● EXTRACTED TEXT

Saving a PySpark DataFrame as CSV

DataFrame.write.csv() writes data to CSV files — one file per partition by default. Use write options to control headers, delimiters, compression, and the number of output files.

Basic CSV Write

from pyspark.sql import SparkSession, functions as F

spark = SparkSession.builder.appName("WriteCSV").getOrCreate()

data = [("Alice", "Engineering", 95000), ("Bob", "Marketing", 72000)]
df = spark.createDataFrame(data, ["name", "department", "salary"])

# Write CSV with header — creates a directory with multiple part files
df.write \
    .mode("overwrite") \
    .option("header", "true") \
    .csv("output/employees/")

Output directory structure:

output/employees/
├── _SUCCESS
├── part-00000-xxxx.csv
└── part-00001-xxxx.csv

Write Modes

# overwrite — replace existing data
df.write.mode("overwrite").csv("output/")

# append — add to existing data
df.write.mode("append").csv("output/")

# ignore — no-op if directory exists
df.write.mode("ignore").csv("output/")

# error / errorIfExists (default) — raises error if directory exists
df.write.mode("error").csv("output/")

CSV Write Options

df.write \
    .mode("overwrite") \
    .option("header",         "true") \      # Write column names in first row
    .option("sep",            "\t") \         # Tab-delimited (TSV)

● PROBLEM DESCRIPTION
Extend the PySpark CSV-writing guide from the point where it stops.

(Dataset entries)
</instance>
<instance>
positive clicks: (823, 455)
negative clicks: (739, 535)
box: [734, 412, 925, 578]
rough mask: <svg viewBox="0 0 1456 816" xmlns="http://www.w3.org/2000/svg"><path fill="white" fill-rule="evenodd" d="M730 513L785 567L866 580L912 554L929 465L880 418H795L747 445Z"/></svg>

● EXERCISE ANSWER
    .option("quote",          '"') \          # Quote character
    .option("escape",         "\\") \         # Escape character
    .option("nullValue",      "NULL") \       # String for null values
    .option("dateFormat",     "yyyy-MM-dd") \ # Date formatting
    .option("timestampFormat","yyyy-MM-dd HH:mm:ss") \
    .option("encoding",       "UTF-8") \
    .csv("output/report.csv")

Compression

df.write \
    .mode("overwrite") \
    .option("header",      "true") \
    .option("compression", "gzip") \   # gzip, bzip2, lz4, snappy, deflate
    .csv("output/compressed/")

# Output: part-00000-xxxx.csv.gz

Writing a Single File

By default, Spark writes one file per partition. For a single output file:

# coalesce(1) — merges partitions to driver, then writes single file
df.coalesce(1) \
    .write \
    .mode("overwrite") \
    .option("header", "true") \
    .csv("output/single-file/")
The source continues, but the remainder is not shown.